**AIM OF THE TASK:**
Transcribe all of the records precisely as they are presented.

#### RECORDS FOR THE TASK ####

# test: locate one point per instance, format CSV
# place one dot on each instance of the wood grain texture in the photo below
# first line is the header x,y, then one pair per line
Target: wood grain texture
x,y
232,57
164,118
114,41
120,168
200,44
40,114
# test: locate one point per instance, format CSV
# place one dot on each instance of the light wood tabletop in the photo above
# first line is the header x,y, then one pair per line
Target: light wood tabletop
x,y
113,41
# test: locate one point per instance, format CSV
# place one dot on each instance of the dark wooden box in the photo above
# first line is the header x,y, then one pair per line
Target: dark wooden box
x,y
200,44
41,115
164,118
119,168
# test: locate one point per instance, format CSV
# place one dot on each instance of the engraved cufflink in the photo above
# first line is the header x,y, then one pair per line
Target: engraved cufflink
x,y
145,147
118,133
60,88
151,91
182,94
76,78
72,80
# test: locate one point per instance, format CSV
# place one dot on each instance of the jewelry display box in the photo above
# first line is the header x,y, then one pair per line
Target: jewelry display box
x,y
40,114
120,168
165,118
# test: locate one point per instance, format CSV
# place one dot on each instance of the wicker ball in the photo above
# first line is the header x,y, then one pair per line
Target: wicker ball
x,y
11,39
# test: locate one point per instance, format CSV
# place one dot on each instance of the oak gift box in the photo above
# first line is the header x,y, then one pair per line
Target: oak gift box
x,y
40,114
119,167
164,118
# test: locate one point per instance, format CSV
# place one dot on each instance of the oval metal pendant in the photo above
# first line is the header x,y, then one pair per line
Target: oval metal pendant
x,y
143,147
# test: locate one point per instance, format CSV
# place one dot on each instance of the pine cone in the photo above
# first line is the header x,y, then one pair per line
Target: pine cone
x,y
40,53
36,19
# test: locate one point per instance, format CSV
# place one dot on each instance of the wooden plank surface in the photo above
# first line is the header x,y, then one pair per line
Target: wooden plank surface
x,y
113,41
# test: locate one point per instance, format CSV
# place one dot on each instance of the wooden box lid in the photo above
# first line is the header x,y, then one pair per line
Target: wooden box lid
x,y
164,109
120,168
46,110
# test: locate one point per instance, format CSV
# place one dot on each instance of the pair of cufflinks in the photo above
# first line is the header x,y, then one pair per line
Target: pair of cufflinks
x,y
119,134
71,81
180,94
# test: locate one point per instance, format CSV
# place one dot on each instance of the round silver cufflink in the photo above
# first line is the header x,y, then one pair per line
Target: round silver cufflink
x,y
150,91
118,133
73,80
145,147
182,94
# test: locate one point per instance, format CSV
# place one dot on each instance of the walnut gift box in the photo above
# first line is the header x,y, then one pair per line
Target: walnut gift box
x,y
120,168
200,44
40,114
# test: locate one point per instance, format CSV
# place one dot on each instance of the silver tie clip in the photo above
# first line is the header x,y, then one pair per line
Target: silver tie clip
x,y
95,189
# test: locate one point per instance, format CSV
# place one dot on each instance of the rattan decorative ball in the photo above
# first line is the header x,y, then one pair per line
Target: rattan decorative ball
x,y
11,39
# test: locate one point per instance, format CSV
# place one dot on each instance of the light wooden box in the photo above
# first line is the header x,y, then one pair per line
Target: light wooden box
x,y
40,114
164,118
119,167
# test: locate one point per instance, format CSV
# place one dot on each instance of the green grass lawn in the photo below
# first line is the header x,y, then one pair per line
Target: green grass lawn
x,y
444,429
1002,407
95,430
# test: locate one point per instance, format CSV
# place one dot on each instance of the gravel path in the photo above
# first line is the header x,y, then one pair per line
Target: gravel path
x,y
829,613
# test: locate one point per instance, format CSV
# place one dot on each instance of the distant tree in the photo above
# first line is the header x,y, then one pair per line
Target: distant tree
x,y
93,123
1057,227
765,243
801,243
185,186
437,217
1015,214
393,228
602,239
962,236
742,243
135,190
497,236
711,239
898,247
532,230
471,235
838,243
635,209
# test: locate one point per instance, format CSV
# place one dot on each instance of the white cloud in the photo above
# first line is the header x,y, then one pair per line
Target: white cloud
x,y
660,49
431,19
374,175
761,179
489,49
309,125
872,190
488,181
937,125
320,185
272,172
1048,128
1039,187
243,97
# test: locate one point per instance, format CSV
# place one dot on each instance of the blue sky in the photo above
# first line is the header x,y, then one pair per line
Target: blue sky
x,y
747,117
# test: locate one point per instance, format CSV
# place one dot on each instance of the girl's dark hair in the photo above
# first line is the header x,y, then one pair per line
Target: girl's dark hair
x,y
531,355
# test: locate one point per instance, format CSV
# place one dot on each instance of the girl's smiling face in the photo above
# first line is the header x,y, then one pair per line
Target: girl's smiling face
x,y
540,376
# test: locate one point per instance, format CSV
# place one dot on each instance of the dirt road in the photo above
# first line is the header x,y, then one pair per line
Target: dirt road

####

**TASK RESPONSE:**
# test: locate one point per instance, format CSV
# place one dot on each instance of the wood grain texture in the photo below
# first line is the header x,y, then one pair per line
Target: wood grain texture
x,y
232,57
164,118
114,41
120,168
200,44
40,114
# test: locate one point per instance, format CSV
# place one dot on each instance of the light wood tabletop in the photo above
# first line is the header x,y, then one pair per line
Target: light wood tabletop
x,y
113,41
# test: locate one point per instance, format CSV
# place one dot on each instance of the dark wooden box in the photo above
# first line is the header x,y, then one pair per line
Target: dark wooden box
x,y
200,44
41,115
164,118
119,168
# test: locate one point per instance, format CSV
# place one dot on each instance of the engraved cufflink in the photo above
# first line is the header x,y, then one pair per line
Target: engraved cufflink
x,y
145,147
118,133
60,88
151,91
182,94
76,78
72,80
# test: locate one point per instance, format CSV
# place one dot on each instance of the jewelry display box in the photo above
# first line is the header x,y, then one pair per line
Target: jewelry display box
x,y
40,114
120,168
165,118
# test: locate one point per instance, format CSV
# place one dot on each instance of the wicker ball in the photo above
# first line is the header x,y, then one pair per line
Target: wicker ball
x,y
11,39
# test: locate one point per instance, format CSV
# place one dot on each instance of the oak gift box in the photo above
# first line is the header x,y, then one pair per line
Target: oak gift box
x,y
40,114
119,167
164,118
# test: locate one point per instance, format CSV
# place one dot on each instance of the oval metal pendant in the photo above
# first line is the header x,y, then one pair per line
Target: oval metal pendant
x,y
143,147
# test: locate one point per instance, format CSV
# place one dot on each instance of the pine cone in the photo above
# first line is the header x,y, then one pair per line
Target: pine cone
x,y
40,53
36,19
# test: locate one point per instance, format CSV
# place one dot on each instance of the wooden plank surface in the photo above
# first line is the header x,y, then one pair per line
Target: wooden plank surface
x,y
113,41
# test: locate one point per instance, format CSV
# place one dot on each instance of the wooden box lid in the photo above
# first line is the header x,y, then one pair per line
Target: wooden box lid
x,y
164,109
120,168
46,110
# test: locate one point per instance, format CSV
# place one dot on each instance of the pair of cufflinks in the photo above
# first line is the header x,y, then one pair per line
Target: pair of cufflinks
x,y
119,134
71,81
180,94
# test: locate one point per instance, format CSV
# place one dot on each instance of the round silver cufflink in the photo above
# first line is the header x,y, then one pair per line
Target: round silver cufflink
x,y
150,91
118,133
73,80
145,147
182,94
# test: locate one point per instance, format CSV
# place one dot on each instance of the walnut gift box in the photo above
# first line is the header x,y, then one pair per line
Target: walnut gift box
x,y
120,168
200,44
40,114
# test: locate one point per instance, format CSV
# place one dot on each instance of the silver tie clip in the photo above
# first line is the header x,y, then one pair per line
Target: silver tie clip
x,y
95,189
# test: locate one point per instance, format CSV
# place one dot on each instance of the rattan decorative ball in the photo above
# first line is the header x,y, then one pair per line
Target: rattan decorative ball
x,y
11,39
# test: locate one point per instance, format CSV
# place one dot on each instance of the light wooden box in the photo above
# first line is the header x,y, then one pair per line
Target: light wooden box
x,y
40,114
164,118
119,167
# test: locate one point per instance, format CSV
# place one dot on each instance of the green grass lawn in the photo below
# first line is the header x,y, then one pair per line
Target: green grass lawn
x,y
444,429
1002,407
95,430
# test: locate one point per instance, format CSV
# place one dot on each instance of the gravel path in the photo above
# first line is the header x,y, then one pair per line
Target: gravel path
x,y
829,613
# test: locate one point per instance, format CSV
# place one dot on each instance of the distant tree in the photo above
# first line is the header x,y, then one pair per line
Target: distant tree
x,y
93,123
1057,227
765,243
801,243
185,186
437,217
1015,214
393,228
602,239
962,236
742,243
135,190
497,236
711,239
898,247
532,230
471,235
838,243
635,209
# test: locate one point per instance, format CSV
# place one dot on each instance of the white cloud in the photo above
# first line is the header x,y, then one pair per line
Target: white cloud
x,y
660,49
431,19
374,175
761,179
489,49
309,125
872,190
488,181
937,125
320,185
272,172
1048,128
1039,187
243,97
# test: locate one point per instance, format CSV
# place one dot on each instance of the blue sky in the photo above
# first line is the header x,y, then one pair per line
Target: blue sky
x,y
747,117
# test: locate one point per instance, format CSV
# place one dot on each instance of the girl's dark hair in the photo above
# first line is the header x,y, then one pair per line
Target: girl's dark hair
x,y
531,355
# test: locate one point per instance, format CSV
# place one dot on each instance of the girl's smiling face in the photo above
# first line is the header x,y, then one pair per line
Target: girl's smiling face
x,y
540,376
# test: locate one point per instance, format CSV
# place one dot on each instance of the dirt road in the photo above
# first line is the header x,y, then one pair per line
Target: dirt road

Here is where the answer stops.